Segmentation annotation records.

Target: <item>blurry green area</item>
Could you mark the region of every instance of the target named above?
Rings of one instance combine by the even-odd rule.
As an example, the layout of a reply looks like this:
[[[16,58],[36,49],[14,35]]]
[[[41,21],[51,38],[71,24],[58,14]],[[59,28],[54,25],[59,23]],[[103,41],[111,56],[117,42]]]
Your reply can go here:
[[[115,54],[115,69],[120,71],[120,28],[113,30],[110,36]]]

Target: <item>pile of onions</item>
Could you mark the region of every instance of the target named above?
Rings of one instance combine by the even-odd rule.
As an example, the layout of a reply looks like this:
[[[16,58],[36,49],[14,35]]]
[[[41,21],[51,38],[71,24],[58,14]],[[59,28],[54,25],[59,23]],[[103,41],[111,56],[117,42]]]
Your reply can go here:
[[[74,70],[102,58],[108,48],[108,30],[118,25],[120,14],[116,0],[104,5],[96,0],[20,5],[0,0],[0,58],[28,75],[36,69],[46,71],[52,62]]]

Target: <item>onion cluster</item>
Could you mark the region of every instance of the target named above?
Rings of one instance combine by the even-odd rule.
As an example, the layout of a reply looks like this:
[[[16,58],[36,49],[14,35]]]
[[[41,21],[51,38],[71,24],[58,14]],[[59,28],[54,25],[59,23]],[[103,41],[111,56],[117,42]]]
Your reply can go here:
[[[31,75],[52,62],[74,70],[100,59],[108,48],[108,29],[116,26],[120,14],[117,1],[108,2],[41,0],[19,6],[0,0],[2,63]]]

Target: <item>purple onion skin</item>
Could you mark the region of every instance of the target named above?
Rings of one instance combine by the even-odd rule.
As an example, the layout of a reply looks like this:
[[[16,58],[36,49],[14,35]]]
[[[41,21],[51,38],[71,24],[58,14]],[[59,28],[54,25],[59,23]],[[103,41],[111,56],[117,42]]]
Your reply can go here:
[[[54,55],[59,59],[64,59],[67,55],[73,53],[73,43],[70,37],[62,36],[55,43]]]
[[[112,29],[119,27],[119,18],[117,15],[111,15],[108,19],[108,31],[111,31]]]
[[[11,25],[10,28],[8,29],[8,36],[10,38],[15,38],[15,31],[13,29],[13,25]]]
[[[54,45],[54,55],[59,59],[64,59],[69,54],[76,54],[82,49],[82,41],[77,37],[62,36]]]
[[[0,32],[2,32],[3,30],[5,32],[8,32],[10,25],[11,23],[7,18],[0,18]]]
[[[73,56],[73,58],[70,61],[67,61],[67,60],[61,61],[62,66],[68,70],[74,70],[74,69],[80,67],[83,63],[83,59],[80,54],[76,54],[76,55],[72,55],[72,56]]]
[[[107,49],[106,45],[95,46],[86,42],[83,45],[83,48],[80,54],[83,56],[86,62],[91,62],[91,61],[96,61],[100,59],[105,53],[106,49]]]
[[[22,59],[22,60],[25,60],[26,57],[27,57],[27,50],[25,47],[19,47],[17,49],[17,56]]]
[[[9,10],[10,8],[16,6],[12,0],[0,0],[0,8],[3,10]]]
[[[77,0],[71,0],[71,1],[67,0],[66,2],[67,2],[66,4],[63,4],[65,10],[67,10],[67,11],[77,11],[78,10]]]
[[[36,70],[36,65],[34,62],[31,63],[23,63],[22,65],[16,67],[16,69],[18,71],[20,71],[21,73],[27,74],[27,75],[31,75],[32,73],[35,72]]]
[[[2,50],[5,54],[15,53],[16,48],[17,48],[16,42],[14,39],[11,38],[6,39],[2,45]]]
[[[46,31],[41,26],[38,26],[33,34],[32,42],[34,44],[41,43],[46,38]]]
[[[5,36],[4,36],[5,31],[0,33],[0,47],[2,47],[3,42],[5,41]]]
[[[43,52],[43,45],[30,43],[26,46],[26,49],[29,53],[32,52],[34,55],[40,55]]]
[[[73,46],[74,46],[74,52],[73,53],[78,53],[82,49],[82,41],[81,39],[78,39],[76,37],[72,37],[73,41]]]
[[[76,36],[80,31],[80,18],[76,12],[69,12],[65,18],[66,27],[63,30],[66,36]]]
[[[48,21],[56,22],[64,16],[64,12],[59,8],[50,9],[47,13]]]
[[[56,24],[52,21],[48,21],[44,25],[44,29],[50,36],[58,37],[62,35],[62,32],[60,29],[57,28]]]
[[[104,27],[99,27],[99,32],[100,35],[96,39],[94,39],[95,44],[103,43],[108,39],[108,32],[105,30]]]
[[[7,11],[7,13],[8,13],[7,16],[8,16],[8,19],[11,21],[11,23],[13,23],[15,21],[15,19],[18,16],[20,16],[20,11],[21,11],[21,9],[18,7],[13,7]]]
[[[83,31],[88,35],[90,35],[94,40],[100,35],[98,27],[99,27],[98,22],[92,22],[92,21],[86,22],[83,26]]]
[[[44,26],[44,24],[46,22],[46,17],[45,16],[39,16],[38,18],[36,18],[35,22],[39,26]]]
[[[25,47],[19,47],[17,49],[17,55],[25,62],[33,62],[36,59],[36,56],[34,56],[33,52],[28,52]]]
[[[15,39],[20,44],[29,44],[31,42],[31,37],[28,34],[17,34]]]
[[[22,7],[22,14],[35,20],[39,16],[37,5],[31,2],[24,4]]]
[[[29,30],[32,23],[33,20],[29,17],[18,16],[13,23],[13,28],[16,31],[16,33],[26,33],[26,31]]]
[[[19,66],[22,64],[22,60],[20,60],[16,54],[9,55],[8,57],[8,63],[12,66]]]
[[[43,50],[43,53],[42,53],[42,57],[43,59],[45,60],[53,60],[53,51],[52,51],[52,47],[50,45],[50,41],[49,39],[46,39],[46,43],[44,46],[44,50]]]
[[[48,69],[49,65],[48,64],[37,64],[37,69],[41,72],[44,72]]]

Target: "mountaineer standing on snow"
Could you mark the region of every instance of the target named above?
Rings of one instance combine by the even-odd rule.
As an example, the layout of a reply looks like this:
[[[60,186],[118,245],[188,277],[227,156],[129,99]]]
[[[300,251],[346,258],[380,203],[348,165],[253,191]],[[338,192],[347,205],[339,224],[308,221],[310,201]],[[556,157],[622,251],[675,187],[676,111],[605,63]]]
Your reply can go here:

EXERCISE GOAL.
Please pull out each line of the records above that contains the string "item", and copy every such line in full.

ANSWER FOR THE TASK.
Target: <item>blurry green area</item>
Target: <item>pile of onions</item>
Target: <item>onion cluster</item>
Target: <item>purple onion skin</item>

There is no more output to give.